[WHAT NEEDS TO BE DONE] Could you rewrite the records with "serrated leaf" changed to "toothed leaf" and everything else left as is, starting at the line that contains "on beach, dropping a point on every instance." and continuing through the end of the records? Give only those lines, without the pictures.

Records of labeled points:
= = = =

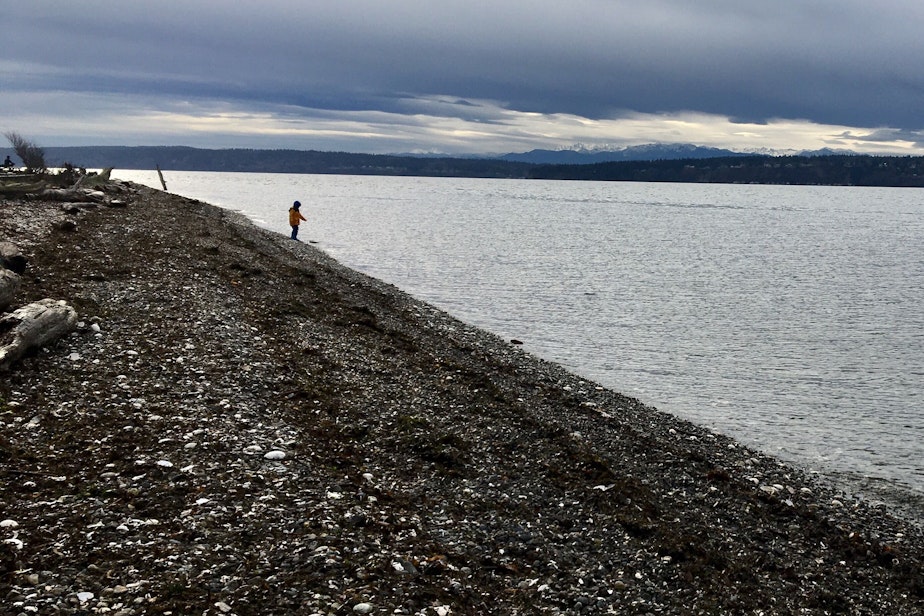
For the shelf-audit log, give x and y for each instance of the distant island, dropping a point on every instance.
(680, 164)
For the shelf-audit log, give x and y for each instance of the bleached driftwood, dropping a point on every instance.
(11, 257)
(32, 327)
(9, 284)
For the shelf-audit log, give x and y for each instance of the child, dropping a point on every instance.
(294, 217)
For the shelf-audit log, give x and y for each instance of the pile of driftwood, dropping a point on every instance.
(33, 325)
(39, 323)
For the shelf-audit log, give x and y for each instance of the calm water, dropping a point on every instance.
(789, 317)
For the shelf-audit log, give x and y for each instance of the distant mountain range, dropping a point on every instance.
(580, 155)
(651, 163)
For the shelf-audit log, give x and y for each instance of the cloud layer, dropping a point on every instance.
(473, 76)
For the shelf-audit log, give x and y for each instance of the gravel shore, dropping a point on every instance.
(240, 425)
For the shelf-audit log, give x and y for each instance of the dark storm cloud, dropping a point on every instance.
(841, 62)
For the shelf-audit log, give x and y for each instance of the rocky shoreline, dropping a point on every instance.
(240, 425)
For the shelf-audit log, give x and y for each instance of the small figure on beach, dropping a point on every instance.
(295, 217)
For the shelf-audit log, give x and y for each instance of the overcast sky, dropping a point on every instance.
(466, 76)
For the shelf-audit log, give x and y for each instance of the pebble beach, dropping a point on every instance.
(238, 424)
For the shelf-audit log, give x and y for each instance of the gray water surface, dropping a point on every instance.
(791, 318)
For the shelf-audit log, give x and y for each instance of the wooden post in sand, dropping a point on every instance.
(161, 176)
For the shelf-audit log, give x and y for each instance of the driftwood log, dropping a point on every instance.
(9, 284)
(32, 327)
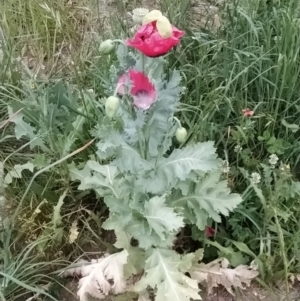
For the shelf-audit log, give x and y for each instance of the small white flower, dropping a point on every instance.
(254, 266)
(238, 148)
(138, 15)
(273, 159)
(225, 167)
(255, 178)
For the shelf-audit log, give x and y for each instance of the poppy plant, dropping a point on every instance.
(142, 90)
(209, 232)
(148, 40)
(247, 112)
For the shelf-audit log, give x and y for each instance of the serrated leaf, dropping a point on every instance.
(136, 256)
(131, 161)
(162, 272)
(200, 157)
(56, 219)
(162, 219)
(24, 129)
(293, 127)
(212, 196)
(17, 172)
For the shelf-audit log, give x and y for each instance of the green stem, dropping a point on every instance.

= = = =

[OUTPUT OF THE EXERCISE]
For the shelf-audit log, give x and y for each instance of the small figure on beach, dropping a point on every instance.
(295, 217)
For the shelf-audit log, give x and y for each instance of the overcast sky, dropping a point on every instance.
(466, 76)
For the shelf-audit log, give x and y for each instance of the pebble beach, dropping a point on every instance.
(238, 424)
For the shelf-audit log, give x and y for each instance of the gray water surface, dropping a point on every instance.
(791, 318)
For the shelf-audit log, give x and y for each instance of the wooden post in sand, dropping a point on every instance.
(161, 176)
For the shelf-audit log, give x and y for each instance of the driftwood log, dropping a point on every instance.
(9, 284)
(32, 327)
For the shelf-audit log, give x and y for each instance of the small white flower, dropping a point on every instance.
(254, 266)
(238, 148)
(138, 15)
(273, 159)
(225, 167)
(255, 178)
For the shelf-audit log, give x and y for each instance of the poppy plant, dropping a point on every instance.
(142, 90)
(209, 232)
(148, 40)
(247, 112)
For the shelf-audit log, give x and y for each instance of the toothed leaf, dropping a point on every instance.
(136, 256)
(131, 161)
(162, 272)
(200, 157)
(56, 219)
(162, 219)
(24, 129)
(293, 127)
(212, 196)
(17, 172)
For the shelf-audit log, give x and y for each instance of the green stem, dropping a point on every instance.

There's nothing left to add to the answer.